(Beginning of Extracted records)

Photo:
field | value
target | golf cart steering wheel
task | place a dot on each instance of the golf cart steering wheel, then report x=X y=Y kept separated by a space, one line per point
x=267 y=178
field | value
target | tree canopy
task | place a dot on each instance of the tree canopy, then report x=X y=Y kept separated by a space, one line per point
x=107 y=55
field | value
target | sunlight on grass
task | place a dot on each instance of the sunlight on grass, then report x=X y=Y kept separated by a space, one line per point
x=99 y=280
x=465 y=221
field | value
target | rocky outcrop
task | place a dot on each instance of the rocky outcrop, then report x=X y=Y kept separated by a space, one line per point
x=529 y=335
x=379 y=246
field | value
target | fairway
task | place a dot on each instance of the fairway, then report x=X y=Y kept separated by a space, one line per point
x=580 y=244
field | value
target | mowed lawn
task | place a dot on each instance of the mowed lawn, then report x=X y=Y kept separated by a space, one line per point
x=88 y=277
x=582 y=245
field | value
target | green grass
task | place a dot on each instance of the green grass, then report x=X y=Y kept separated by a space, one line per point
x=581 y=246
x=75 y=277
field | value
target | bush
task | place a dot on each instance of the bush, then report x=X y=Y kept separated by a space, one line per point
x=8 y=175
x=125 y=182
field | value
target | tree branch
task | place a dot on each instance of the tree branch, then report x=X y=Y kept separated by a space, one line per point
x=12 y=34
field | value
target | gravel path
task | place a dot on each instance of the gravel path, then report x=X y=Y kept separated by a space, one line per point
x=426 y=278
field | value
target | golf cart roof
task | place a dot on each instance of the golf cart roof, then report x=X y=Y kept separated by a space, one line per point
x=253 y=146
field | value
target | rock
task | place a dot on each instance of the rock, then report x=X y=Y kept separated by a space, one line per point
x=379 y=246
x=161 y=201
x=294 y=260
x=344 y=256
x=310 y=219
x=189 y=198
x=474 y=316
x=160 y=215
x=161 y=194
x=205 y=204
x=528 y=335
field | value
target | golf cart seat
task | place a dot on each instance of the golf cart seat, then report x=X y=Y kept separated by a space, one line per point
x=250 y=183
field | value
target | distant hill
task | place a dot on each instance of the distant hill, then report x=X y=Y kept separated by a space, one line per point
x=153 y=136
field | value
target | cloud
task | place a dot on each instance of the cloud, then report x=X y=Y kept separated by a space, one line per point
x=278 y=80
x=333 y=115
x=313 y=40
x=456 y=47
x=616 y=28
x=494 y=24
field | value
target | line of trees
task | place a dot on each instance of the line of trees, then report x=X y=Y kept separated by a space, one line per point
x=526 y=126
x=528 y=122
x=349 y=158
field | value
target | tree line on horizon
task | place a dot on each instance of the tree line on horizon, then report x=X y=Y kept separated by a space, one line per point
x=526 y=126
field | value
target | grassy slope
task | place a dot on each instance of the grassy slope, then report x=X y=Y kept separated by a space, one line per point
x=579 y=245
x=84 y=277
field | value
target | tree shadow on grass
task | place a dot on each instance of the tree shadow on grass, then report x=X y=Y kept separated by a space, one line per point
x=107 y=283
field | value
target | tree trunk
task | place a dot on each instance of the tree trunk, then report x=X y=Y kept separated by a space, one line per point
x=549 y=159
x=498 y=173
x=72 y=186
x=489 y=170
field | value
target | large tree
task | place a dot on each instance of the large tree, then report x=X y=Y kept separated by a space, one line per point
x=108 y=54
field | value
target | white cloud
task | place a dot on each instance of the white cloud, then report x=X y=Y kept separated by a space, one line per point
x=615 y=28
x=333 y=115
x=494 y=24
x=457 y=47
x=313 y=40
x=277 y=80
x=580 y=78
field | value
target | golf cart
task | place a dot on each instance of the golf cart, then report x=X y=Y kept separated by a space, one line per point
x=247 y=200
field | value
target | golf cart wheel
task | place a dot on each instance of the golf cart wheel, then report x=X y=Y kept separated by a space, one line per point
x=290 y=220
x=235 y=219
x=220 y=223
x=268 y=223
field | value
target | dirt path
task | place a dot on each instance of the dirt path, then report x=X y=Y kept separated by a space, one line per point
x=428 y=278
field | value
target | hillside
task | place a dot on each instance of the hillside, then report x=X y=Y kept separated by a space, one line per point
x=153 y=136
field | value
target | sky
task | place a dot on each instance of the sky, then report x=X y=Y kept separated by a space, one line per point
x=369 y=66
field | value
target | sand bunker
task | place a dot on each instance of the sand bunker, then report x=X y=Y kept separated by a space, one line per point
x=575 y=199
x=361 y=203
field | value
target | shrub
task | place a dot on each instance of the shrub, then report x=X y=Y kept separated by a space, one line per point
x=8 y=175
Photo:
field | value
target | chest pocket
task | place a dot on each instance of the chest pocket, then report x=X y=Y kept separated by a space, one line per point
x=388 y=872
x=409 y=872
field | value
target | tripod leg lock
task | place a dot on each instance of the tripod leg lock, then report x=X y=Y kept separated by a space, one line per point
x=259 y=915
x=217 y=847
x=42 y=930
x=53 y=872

(End of Extracted records)

◆ **Problem to work on**:
Your output should consist only of the lines from the one containing "target | hillside" to the end of the records above, each retyped exactly.

◆ **Answer for the task**:
target | hillside
task | place a dot on each instance of the hillside, then report x=X y=Y kept separated by a space, one line per point
x=153 y=136
field | value
target | sky
task | place a dot on each instance of the sky, then report x=X y=Y kept separated by a space, one line per point
x=369 y=66
field | value
target | sand bunker
task | place a dot on each instance of the sand bunker, then report x=X y=Y kept separated by a space, one line per point
x=575 y=199
x=361 y=203
field | value
target | shrub
task | place a dot on each instance of the shrub, then report x=X y=Y kept separated by a space, one line per point
x=8 y=175
Photo:
field | value
target | chest pocket
task | place a dot on each instance of the chest pocket, then report x=X y=Y kept separated by a space, one line per point
x=388 y=872
x=409 y=872
field | value
target | tripod leg lock
task | place a dot on each instance of the tripod leg lock, then report x=X y=Y kept separated by a space, one line per point
x=259 y=915
x=217 y=847
x=42 y=930
x=53 y=872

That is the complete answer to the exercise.